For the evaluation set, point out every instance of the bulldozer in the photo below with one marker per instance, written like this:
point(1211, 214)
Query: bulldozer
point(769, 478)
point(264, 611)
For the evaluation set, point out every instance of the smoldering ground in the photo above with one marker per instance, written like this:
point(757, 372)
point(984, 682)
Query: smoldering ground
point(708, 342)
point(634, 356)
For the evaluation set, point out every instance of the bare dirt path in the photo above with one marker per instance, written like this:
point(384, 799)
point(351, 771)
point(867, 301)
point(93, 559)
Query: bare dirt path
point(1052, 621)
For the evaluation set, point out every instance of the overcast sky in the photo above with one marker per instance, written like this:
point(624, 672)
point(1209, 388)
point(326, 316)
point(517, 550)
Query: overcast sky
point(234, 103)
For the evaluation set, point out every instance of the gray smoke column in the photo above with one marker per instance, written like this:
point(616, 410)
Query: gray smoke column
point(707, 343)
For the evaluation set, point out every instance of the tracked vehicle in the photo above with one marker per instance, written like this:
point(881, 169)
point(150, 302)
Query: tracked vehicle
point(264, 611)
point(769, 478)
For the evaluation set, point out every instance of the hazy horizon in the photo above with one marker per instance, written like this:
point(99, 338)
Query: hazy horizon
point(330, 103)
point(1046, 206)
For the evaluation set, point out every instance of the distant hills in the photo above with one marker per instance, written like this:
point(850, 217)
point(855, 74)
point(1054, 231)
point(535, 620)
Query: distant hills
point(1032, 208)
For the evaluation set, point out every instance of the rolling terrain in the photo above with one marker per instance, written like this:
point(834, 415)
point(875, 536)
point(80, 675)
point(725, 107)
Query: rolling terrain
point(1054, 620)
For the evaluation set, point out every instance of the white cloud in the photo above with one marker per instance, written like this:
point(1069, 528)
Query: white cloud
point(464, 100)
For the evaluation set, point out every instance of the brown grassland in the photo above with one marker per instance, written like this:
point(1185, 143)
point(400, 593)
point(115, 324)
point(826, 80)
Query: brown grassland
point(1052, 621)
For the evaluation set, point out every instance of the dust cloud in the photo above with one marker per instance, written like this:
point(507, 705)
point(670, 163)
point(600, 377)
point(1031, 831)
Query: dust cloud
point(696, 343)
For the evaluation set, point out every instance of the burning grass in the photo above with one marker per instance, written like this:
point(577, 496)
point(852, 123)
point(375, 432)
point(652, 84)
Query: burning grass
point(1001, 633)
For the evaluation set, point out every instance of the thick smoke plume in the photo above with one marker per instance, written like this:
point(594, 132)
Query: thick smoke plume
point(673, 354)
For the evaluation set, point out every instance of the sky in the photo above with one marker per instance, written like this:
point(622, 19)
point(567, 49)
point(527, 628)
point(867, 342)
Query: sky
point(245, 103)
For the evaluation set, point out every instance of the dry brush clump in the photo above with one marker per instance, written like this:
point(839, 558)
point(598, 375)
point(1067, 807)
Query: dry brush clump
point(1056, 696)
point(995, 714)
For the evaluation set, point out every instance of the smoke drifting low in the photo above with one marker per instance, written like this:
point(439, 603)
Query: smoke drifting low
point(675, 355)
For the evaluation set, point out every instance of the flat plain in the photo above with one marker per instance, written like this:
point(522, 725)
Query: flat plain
········
→ Work to do
Convert every line of the records above into a Markdown table with the columns Row and Line, numbering rows consecutively and omitting blank lines.

→ The reply
| Row | Line |
|---|---|
| 1 | For the evaluation set, point out every instance of the bulldozer in the photo below with one marker per instance, written like this: |
| 2 | point(1211, 214) |
| 3 | Query: bulldozer |
| 4 | point(769, 478) |
| 5 | point(264, 611) |
| 6 | For the evaluation set, point out every instance of the smoldering ground in the photo above with one marker per instance, written like this: |
| 7 | point(757, 372) |
| 8 | point(984, 682) |
| 9 | Query: smoldering ground |
| 10 | point(708, 342) |
| 11 | point(634, 356) |
| 12 | For the evaluation set, point out every instance of the bare dirt path in the photo above with one marker per instance, written like this: |
| 13 | point(384, 799) |
| 14 | point(351, 771) |
| 15 | point(867, 301) |
| 16 | point(93, 559) |
| 17 | Query: bare dirt path |
| 18 | point(1052, 621) |
| 19 | For the evaluation set, point out every instance of the overcast sky in the photo above with one marker per instance, written like this: |
| 20 | point(624, 672) |
| 21 | point(1209, 388) |
| 22 | point(326, 316) |
| 23 | point(517, 550) |
| 24 | Query: overcast sky |
| 25 | point(234, 103) |
| 26 | For the evaluation set, point out every instance of the gray smoke column in the photo above with one marker per instance, written like this: |
| 27 | point(616, 410) |
| 28 | Query: gray smoke column |
| 29 | point(707, 343) |
| 30 | For the evaluation set, point out every instance of the tracked vehicle in the photo above with one marker per instance, written like this: |
| 31 | point(881, 169) |
| 32 | point(150, 302) |
| 33 | Query: tracked vehicle |
| 34 | point(264, 611) |
| 35 | point(769, 478) |
| 36 | For the evaluation set, point out every instance of the hazy horizon in the photo above with one marker per instance, written like this: |
| 37 | point(99, 338) |
| 38 | Query: hazy horizon |
| 39 | point(330, 103) |
| 40 | point(1046, 206) |
| 41 | For the evaluation set, point out every instance of the distant hills in the photo above with one marker per instance, written like this: |
| 42 | point(850, 217) |
| 43 | point(855, 74) |
| 44 | point(1054, 231) |
| 45 | point(535, 620) |
| 46 | Query: distant hills |
| 47 | point(1032, 208) |
| 48 | For the evaluation set, point out every instance of the rolling terrain in the photo above with one marker per instance, written like this: |
| 49 | point(834, 415) |
| 50 | point(875, 536) |
| 51 | point(80, 675) |
| 52 | point(725, 107) |
| 53 | Query: rolling terrain |
| 54 | point(1054, 620) |
| 55 | For the evaluation set, point out every instance of the white cloud in the photo above with one marker per instance, written like this: |
| 56 | point(1069, 528) |
| 57 | Query: white cloud |
| 58 | point(464, 100) |
| 59 | For the evaluation set, point out every instance of the brown grassland in the photo above with one marker per instance, written like this: |
| 60 | point(1185, 143) |
| 61 | point(400, 593) |
| 62 | point(115, 324) |
| 63 | point(826, 80) |
| 64 | Query: brown grassland |
| 65 | point(1052, 621) |
| 66 | For the evaluation set, point out every instance of the dust cloud in the photo above with one marker per instance, written like this: |
| 67 | point(507, 705) |
| 68 | point(670, 163) |
| 69 | point(600, 377) |
| 70 | point(1031, 831) |
| 71 | Query: dust cloud |
| 72 | point(696, 343) |
| 73 | For the evaluation set, point out every instance of the burning grass in the photo above with one marker per instance, written like this: |
| 74 | point(577, 496) |
| 75 | point(852, 123) |
| 76 | point(375, 432) |
| 77 | point(652, 84) |
| 78 | Query: burning grass |
| 79 | point(1001, 633) |
| 80 | For the evaluation set, point out every instance of the thick smoke plume in the photo above with one marker per instance, written like this: |
| 81 | point(594, 132) |
| 82 | Query: thick smoke plume |
| 83 | point(673, 354) |
| 84 | For the evaluation set, point out every instance of the sky in the photo above with one marker per instance, written like this: |
| 85 | point(622, 19) |
| 86 | point(567, 49) |
| 87 | point(527, 628) |
| 88 | point(867, 342) |
| 89 | Query: sky |
| 90 | point(245, 103) |
| 91 | For the evaluation set, point out every instance of the dry brush clump in the photo above with one marker per instance, written like this: |
| 92 | point(839, 558) |
| 93 | point(598, 375) |
| 94 | point(1067, 807) |
| 95 | Query: dry brush clump |
| 96 | point(1056, 696) |
| 97 | point(995, 714) |
| 98 | For the evaluation set, point out every instance of the smoke drifting low in the photo above with one marker per instance, written like this: |
| 99 | point(439, 603) |
| 100 | Query: smoke drifting low |
| 101 | point(675, 355) |
| 102 | For the evaluation set, point out every instance of the flat plain in the photo above with one marker per instance, written like this: |
| 103 | point(522, 725) |
| 104 | Query: flat plain |